++++ PASSAGE PROVIDED ++++

Myron Jobson, senior personal finance analyst at Interactive Investor, said: “The pandemic led to an unprecedented shift in household spending – even more striking than that of credit crunch – and upended long-standing consumer habits.

“Spending on non-essential services such as eating out at restaurants, beauty, travel and entertainment fell significantly during the first lockdown because strict Covid restrictions hindered us from doing so. But we spent more on other things such as takeaways, streaming subscriptions and loungewear.

“Unlike the credit crunch, government interventions like the furlough scheme and the £20 per week increase of Universal Credit have protected jobs and incomes and helped drive the recovery in household spending to pre-Covid levels two years after the event.

++++

• **EXERCISE INSTRUCTIONS**:
**A.** In the passage on pandemic household spending, what is Myron Jobson's job title?
**B.** Please write the next few sentences of the passage on pandemic household spending, picking up after its last sentence.

++++ PROVIDED MATERIAL ++++

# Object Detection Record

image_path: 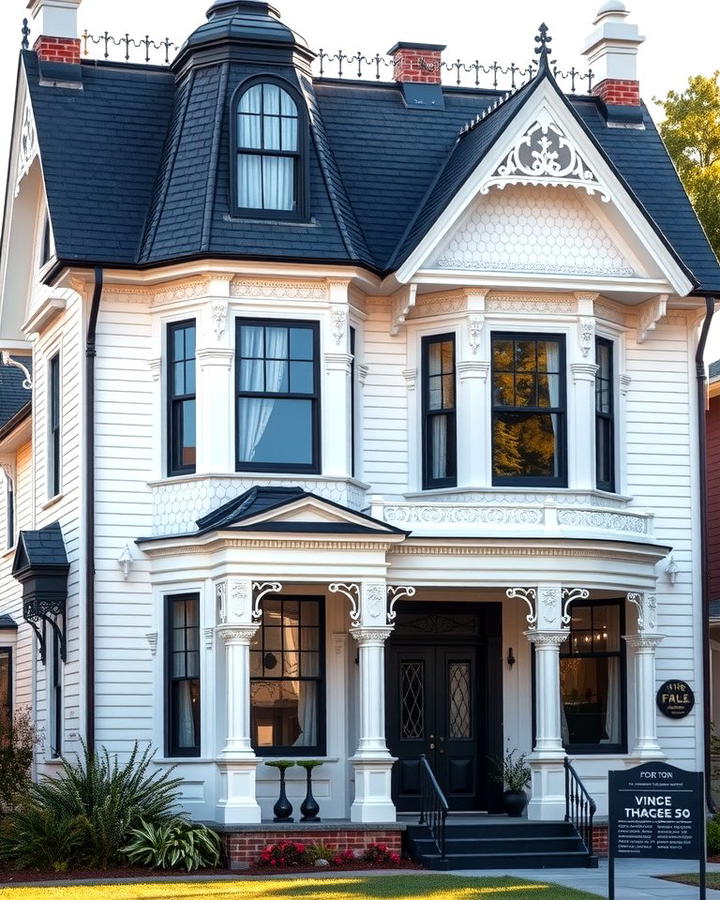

++++

• **RESPONSES FOR EACH TASK**:
**A.** Senior personal finance analyst at Interactive Investor.

**B.**
“But the gap between the ‘haves’ and ‘have nots’ has widened because of the pandemic. The dramatic fall in income during the pandemic due to job loss or reduction in work hours has had a devastating effect on many. Other were more fortunate, becoming accidental savers as a result of a dramatic dip in their expenditure and little change in household income.

“This inequality is set to widened amid the escalating cost of living crisis. Ballooning inflation underpinned by increases in the cost of energy, food and fuel has resulted in the biggest decline in living standards since the 1950s. Many will be forced to raid their lockdown savings to maintain financial buoyancy, while the cost-of-living squeeze could push those who lived on a bare bone budget during the pandemic to financial breaking point.”